EXERCISE DETAILS: Starting at the line that holds "Please pin the small" and stopping at the line that holds "Please pin the dark", restate the records below word for word, with both of those lines included.

EXTRACTED MATERIAL:
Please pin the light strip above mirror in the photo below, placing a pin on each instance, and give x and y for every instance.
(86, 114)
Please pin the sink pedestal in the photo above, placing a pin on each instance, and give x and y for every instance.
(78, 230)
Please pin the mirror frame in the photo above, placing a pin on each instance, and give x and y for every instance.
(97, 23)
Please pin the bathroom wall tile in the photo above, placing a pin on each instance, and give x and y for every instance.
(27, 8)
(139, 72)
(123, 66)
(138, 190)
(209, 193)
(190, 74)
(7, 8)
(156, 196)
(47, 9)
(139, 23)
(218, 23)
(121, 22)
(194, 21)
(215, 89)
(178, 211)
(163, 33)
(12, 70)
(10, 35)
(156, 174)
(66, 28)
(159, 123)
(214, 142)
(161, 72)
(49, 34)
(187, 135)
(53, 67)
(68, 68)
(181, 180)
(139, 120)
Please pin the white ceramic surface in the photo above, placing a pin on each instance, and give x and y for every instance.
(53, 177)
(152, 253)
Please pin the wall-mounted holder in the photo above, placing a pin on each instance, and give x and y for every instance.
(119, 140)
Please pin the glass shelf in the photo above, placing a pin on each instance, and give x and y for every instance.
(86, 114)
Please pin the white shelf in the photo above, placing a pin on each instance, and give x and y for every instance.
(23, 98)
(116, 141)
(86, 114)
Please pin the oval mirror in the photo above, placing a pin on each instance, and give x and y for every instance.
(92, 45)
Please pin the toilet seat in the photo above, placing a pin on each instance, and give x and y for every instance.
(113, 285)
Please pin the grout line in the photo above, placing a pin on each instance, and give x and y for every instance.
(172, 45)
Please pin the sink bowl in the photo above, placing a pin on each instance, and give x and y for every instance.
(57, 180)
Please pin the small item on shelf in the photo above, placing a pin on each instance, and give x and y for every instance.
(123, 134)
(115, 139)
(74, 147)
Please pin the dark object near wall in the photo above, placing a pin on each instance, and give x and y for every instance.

--

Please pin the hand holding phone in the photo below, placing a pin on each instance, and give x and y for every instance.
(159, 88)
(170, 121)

==

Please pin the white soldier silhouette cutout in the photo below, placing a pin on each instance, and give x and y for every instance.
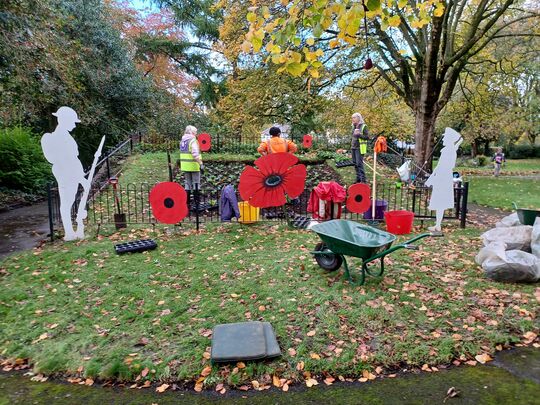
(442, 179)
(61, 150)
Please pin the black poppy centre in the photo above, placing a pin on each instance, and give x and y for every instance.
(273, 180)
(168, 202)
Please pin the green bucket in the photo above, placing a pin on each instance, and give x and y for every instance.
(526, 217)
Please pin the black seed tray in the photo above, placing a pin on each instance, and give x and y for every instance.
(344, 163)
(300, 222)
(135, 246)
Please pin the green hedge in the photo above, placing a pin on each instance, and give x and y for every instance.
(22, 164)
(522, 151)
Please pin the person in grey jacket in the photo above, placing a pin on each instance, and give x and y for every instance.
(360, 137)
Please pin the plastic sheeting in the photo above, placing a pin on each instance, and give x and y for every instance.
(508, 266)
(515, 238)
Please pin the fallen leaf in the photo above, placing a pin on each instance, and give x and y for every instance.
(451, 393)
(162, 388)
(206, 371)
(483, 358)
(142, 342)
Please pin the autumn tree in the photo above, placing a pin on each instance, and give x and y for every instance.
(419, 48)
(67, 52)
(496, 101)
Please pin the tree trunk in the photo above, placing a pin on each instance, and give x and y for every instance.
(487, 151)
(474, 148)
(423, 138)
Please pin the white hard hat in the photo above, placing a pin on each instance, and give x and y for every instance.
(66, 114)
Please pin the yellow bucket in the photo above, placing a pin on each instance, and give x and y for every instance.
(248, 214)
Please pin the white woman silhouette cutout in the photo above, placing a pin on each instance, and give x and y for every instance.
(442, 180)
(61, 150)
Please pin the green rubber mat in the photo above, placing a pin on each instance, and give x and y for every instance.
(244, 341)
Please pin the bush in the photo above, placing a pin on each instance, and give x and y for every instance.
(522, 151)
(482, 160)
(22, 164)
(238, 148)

WORKED SOLUTION:
Please pin the small item on shelf in the photo above, placing a pin on each instance, and give x and y for every instance.
(123, 134)
(115, 139)
(74, 147)
Please pin the dark object near wall in the photo above, placing a pin on each instance, and give x and y for every instance.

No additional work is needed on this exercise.